* _Instructions to follow_:
Count the lines in the items below that contain the string "head" with matching case, and give only the number.
START Data for the task
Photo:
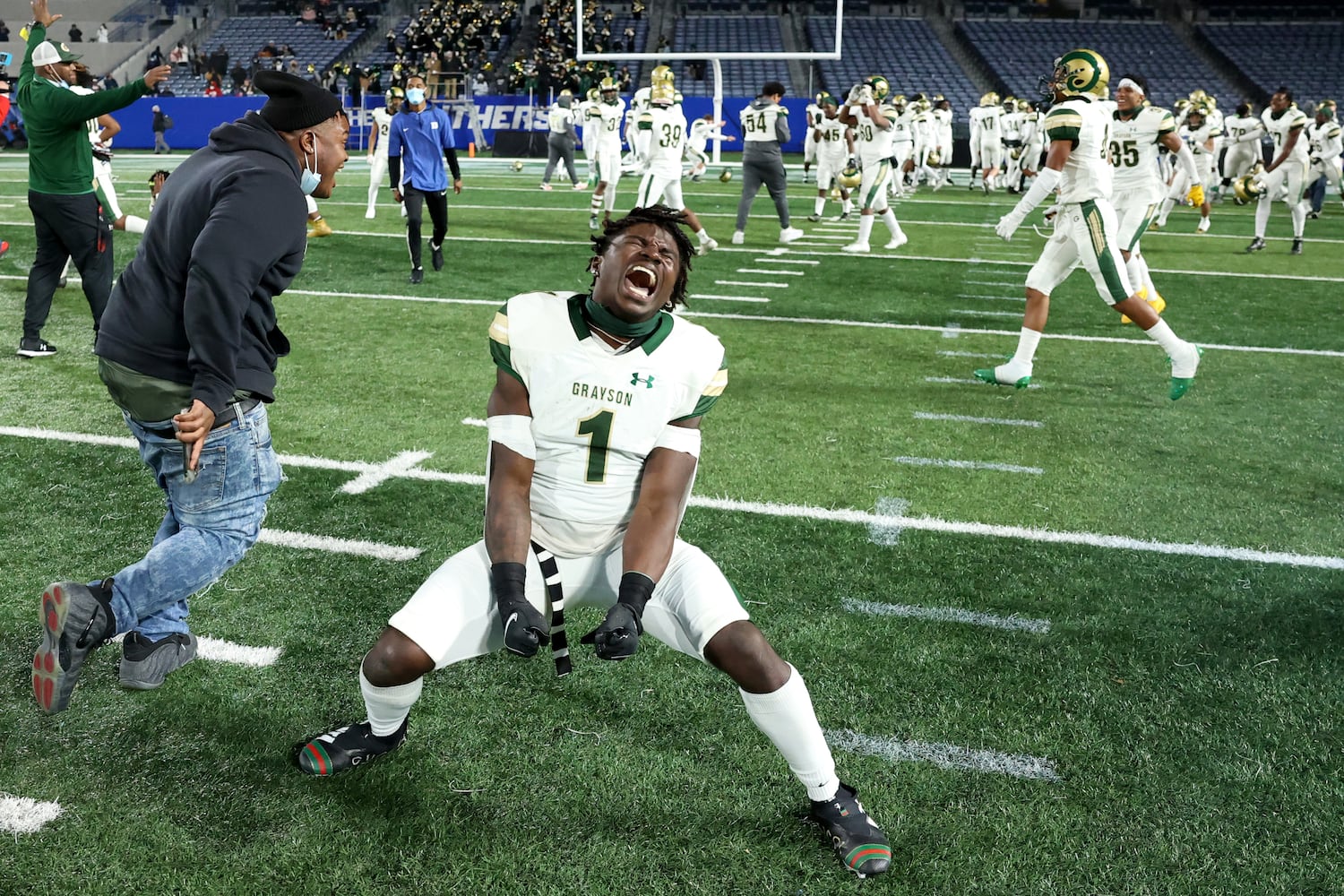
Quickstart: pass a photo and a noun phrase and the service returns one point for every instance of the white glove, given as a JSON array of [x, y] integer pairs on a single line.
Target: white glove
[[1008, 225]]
END Data for the task
START Data for the task
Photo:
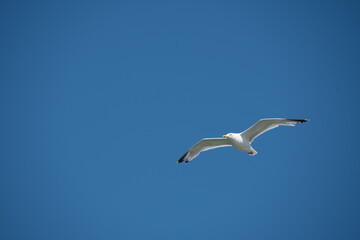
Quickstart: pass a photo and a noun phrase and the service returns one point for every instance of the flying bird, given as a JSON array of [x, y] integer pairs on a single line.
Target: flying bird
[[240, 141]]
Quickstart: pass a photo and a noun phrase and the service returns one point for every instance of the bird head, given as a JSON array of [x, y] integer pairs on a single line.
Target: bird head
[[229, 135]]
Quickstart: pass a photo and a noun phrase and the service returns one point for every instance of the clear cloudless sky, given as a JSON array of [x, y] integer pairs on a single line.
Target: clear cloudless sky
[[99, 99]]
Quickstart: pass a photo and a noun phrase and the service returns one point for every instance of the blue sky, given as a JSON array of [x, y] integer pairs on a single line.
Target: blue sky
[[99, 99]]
END Data for the task
* _Task solution_:
2